[Registros de anotación de coordenadas]
..............................

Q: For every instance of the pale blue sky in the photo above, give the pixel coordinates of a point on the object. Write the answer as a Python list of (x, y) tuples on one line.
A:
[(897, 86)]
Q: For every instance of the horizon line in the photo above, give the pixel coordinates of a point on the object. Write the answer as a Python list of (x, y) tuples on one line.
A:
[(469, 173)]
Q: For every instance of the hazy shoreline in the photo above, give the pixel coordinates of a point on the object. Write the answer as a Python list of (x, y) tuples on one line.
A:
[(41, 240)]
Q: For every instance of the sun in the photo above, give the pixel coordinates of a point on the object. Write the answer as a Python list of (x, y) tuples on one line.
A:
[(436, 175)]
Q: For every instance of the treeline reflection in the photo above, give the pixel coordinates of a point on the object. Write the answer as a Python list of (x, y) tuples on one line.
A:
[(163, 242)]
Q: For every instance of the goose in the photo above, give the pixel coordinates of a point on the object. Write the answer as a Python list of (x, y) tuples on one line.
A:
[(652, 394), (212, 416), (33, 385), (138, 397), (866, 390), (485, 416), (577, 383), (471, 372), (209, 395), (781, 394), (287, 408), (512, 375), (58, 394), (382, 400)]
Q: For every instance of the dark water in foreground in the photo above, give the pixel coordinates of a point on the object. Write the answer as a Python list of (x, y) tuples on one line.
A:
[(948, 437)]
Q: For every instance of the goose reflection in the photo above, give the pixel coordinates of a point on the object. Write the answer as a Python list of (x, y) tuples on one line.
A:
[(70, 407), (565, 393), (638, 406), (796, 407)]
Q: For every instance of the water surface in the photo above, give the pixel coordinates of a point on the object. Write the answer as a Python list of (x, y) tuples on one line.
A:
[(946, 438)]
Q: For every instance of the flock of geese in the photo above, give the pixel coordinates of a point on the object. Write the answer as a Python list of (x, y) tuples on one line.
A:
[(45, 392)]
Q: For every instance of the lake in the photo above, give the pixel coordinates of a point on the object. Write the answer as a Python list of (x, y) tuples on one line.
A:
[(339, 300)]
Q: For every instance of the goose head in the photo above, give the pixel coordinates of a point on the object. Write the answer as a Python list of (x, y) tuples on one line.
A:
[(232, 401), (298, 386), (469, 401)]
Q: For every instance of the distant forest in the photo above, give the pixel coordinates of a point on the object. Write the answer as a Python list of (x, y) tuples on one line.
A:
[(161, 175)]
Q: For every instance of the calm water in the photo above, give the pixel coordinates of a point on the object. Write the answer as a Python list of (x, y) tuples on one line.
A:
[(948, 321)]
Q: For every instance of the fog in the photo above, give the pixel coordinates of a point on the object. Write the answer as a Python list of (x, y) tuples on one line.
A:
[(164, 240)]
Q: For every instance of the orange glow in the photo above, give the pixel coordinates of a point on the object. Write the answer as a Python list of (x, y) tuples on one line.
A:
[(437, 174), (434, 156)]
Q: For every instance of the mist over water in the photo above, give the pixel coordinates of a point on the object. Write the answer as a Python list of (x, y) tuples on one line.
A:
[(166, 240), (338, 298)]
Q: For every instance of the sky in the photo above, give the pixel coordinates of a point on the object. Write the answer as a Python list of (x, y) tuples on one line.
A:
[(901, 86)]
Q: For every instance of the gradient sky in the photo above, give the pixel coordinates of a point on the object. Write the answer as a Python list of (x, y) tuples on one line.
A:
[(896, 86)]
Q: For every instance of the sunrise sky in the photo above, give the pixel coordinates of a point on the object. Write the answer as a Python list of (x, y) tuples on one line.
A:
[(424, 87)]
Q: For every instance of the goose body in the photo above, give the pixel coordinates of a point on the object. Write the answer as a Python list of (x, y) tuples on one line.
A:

..............................

- [Instrucción]: Reescala los registros desde la línea que contiene "Q: For every instance of the sky" hasta el final de los registros, ambos extremos incluidos, y reprodúcelos completos con sus solicitudes. Multiplica por 2,55 cada coordenada de las respuestas y redondea al entero más cercano, con las mitades hacia arriba.

- [Tarea resuelta]:
Q: For every instance of the sky in the photo above, give the pixel coordinates of a point on the object. Write the answer as a Python list of (x, y) tuples on one line.
A:
[(2298, 219)]
Q: For every instance of the gradient sky in the photo above, give the pixel coordinates of a point on the object. Write the answer as a Python list of (x, y) tuples on one line.
A:
[(2285, 219)]
Q: For every instance of the sunrise sky in the photo above, give the pixel coordinates of a point on the object. Write the answer as a Python list of (x, y) tuples on one line.
A:
[(1081, 222)]
Q: For every instance of the goose body in the photo above, give the pixel coordinates of a point on the object. Write the answer as a Python list of (x, y) tuples on one line.
A:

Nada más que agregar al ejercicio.